- EXERCISE INSTRUCTIONS -
Gather every line of the records below that contains the word "tree", and copy each of those lines in full.

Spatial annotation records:
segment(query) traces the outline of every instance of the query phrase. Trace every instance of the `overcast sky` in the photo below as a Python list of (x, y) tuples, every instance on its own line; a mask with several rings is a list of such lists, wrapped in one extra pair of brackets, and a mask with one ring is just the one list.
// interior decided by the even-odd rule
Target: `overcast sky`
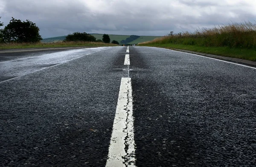
[[(255, 0), (0, 0), (0, 21), (30, 20), (43, 38), (74, 32), (165, 35), (256, 20)], [(3, 28), (3, 27), (2, 28)]]

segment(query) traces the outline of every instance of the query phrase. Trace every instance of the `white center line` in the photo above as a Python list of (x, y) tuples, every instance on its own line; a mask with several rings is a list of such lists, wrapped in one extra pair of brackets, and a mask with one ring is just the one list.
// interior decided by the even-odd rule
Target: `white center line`
[(106, 167), (136, 167), (131, 81), (122, 78)]
[(130, 55), (125, 55), (125, 63), (124, 65), (130, 65)]

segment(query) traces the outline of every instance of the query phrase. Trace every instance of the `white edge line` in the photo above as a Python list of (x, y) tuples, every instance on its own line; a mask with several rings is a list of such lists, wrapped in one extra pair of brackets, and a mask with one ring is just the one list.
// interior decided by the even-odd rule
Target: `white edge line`
[(125, 55), (124, 65), (130, 65), (130, 55), (129, 54)]
[(172, 49), (169, 49), (169, 50), (172, 50), (172, 51), (177, 52), (181, 52), (181, 53), (186, 53), (186, 54), (189, 54), (189, 55), (195, 55), (198, 56), (202, 57), (204, 57), (204, 58), (209, 58), (209, 59), (211, 59), (215, 60), (218, 60), (218, 61), (223, 61), (224, 62), (228, 63), (230, 63), (233, 64), (236, 64), (236, 65), (238, 65), (239, 66), (243, 66), (246, 67), (251, 68), (253, 69), (256, 69), (256, 68), (255, 68), (255, 67), (251, 67), (250, 66), (246, 66), (246, 65), (243, 65), (243, 64), (239, 64), (238, 63), (230, 62), (230, 61), (225, 61), (225, 60), (220, 60), (220, 59), (216, 59), (216, 58), (209, 58), (209, 57), (201, 56), (201, 55), (194, 54), (193, 54), (193, 53), (187, 53), (187, 52), (184, 52), (178, 51), (177, 51), (177, 50), (172, 50)]
[[(108, 48), (107, 48), (107, 49), (108, 49)], [(63, 63), (67, 63), (69, 61), (73, 60), (76, 60), (76, 59), (78, 59), (78, 58), (82, 58), (84, 56), (87, 56), (88, 55), (90, 55), (92, 54), (93, 53), (96, 53), (96, 52), (99, 52), (99, 51), (96, 51), (96, 52), (94, 52), (90, 53), (89, 53), (88, 55), (84, 55), (83, 56), (79, 57), (79, 58), (73, 58), (73, 59), (70, 59), (70, 60), (67, 60), (67, 61), (65, 61), (64, 62), (60, 63), (58, 63), (58, 64), (55, 64), (55, 65), (53, 65), (53, 66), (48, 66), (48, 67), (44, 67), (44, 68), (43, 68), (42, 69), (38, 69), (38, 70), (34, 71), (33, 71), (32, 72), (30, 72), (30, 73), (28, 73), (28, 74), (24, 74), (23, 75), (21, 75), (18, 76), (17, 76), (17, 77), (13, 78), (12, 78), (11, 79), (8, 79), (7, 80), (5, 80), (5, 81), (1, 81), (1, 82), (0, 82), (0, 84), (1, 84), (2, 83), (3, 83), (3, 82), (6, 82), (6, 81), (9, 81), (12, 80), (13, 79), (14, 79), (16, 78), (17, 78), (23, 77), (23, 76), (26, 75), (29, 75), (29, 74), (32, 74), (32, 73), (33, 73), (34, 72), (37, 72), (39, 71), (41, 71), (41, 70), (42, 70), (43, 69), (47, 69), (48, 68), (50, 68), (50, 67), (54, 67), (54, 66), (58, 66), (59, 65), (61, 65), (61, 64), (63, 64)]]
[(106, 167), (136, 167), (132, 110), (131, 78), (122, 78)]

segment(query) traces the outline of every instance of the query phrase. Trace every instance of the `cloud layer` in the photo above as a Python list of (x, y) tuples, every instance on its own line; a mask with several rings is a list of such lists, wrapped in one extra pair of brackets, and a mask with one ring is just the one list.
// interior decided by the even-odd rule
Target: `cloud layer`
[(0, 0), (0, 20), (29, 20), (43, 38), (75, 32), (164, 35), (231, 22), (255, 23), (256, 1)]

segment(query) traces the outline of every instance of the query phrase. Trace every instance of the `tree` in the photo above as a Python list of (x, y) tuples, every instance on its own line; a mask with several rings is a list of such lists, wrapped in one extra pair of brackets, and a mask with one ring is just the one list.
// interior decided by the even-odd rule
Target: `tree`
[(110, 37), (108, 34), (104, 34), (102, 36), (102, 41), (105, 43), (110, 43)]
[[(0, 17), (0, 19), (1, 17)], [(0, 27), (3, 26), (3, 23), (0, 21)], [(3, 33), (2, 33), (2, 29), (0, 29), (0, 43), (2, 43), (3, 42)]]
[(4, 42), (37, 42), (43, 39), (35, 23), (28, 20), (21, 22), (12, 18), (10, 23), (1, 31)]
[(69, 34), (65, 39), (65, 41), (90, 41), (95, 42), (96, 38), (93, 35), (85, 32), (83, 33), (76, 32), (72, 34)]
[(112, 40), (112, 41), (111, 42), (111, 43), (113, 43), (113, 44), (117, 44), (117, 45), (119, 45), (119, 43), (118, 42), (118, 41), (117, 40)]
[[(1, 18), (1, 17), (0, 17), (0, 19)], [(0, 21), (0, 27), (3, 26), (3, 23)]]

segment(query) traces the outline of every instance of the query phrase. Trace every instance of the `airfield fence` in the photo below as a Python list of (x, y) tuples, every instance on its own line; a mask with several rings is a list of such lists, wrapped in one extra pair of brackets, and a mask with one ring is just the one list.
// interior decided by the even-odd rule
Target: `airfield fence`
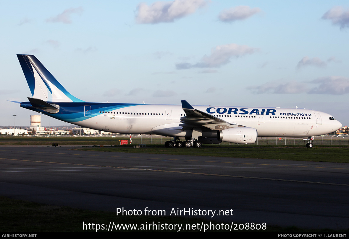
[[(132, 144), (163, 144), (166, 141), (173, 139), (173, 138), (142, 135), (136, 137), (132, 135)], [(185, 140), (184, 138), (180, 138), (181, 141)], [(254, 144), (258, 145), (304, 145), (308, 142), (307, 138), (291, 138), (289, 137), (258, 137)], [(129, 143), (129, 141), (128, 143)], [(221, 145), (234, 145), (232, 143), (222, 142)], [(349, 145), (349, 137), (336, 136), (316, 136), (314, 141), (314, 146), (316, 145)]]

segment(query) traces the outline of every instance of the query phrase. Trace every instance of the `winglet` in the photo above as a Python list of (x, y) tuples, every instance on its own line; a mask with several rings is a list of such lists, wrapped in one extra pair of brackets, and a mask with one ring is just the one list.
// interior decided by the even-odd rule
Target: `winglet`
[(189, 103), (187, 102), (186, 100), (182, 100), (182, 108), (183, 109), (194, 109), (194, 108), (193, 108), (193, 106), (190, 105)]

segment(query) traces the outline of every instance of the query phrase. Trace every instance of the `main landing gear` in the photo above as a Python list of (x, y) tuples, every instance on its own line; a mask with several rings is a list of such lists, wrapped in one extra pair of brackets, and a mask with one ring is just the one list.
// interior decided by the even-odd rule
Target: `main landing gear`
[(193, 147), (195, 148), (200, 148), (202, 144), (201, 142), (199, 142), (196, 139), (192, 138), (189, 140), (186, 140), (182, 142), (179, 140), (178, 137), (174, 137), (173, 140), (171, 141), (166, 141), (165, 143), (165, 147), (166, 148), (172, 148), (176, 147), (177, 148), (190, 148)]
[(306, 145), (307, 148), (312, 148), (314, 145), (314, 136), (308, 137), (308, 143)]

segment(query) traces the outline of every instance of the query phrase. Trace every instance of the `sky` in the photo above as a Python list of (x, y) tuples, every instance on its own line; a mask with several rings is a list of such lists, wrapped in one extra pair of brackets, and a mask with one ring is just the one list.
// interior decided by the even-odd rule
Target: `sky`
[(349, 125), (347, 1), (0, 2), (0, 125), (35, 114), (7, 101), (31, 96), (16, 54), (86, 101), (297, 106)]

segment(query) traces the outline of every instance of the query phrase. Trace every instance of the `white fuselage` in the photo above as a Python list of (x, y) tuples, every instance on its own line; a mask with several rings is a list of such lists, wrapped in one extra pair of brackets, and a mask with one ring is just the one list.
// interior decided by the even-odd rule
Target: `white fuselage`
[[(329, 133), (342, 126), (340, 122), (328, 114), (305, 109), (193, 107), (230, 123), (255, 128), (260, 137), (316, 136)], [(189, 136), (188, 131), (180, 126), (181, 117), (185, 116), (180, 105), (142, 105), (100, 110), (101, 113), (94, 117), (73, 123), (120, 133)]]

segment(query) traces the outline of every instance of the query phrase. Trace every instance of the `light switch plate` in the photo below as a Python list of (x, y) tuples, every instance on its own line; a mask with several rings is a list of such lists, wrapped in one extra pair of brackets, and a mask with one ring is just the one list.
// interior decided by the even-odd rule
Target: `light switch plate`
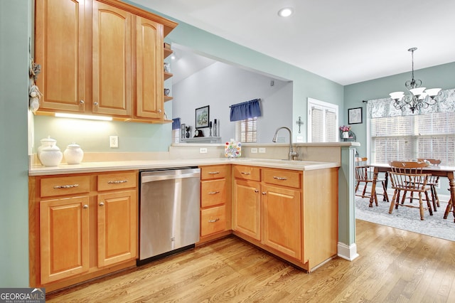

- EXERCISE ANSWER -
segment(query) traces the outline of every instance of the query phrase. Trace every instance of the `tree` in the photo above as a Python list of (x, y) tuples, every instance on its own line; a mask with several rings is a list of such lists, wrapped in one extra pair of brackets, and a mask with one ring is just the one list.
Target: `tree`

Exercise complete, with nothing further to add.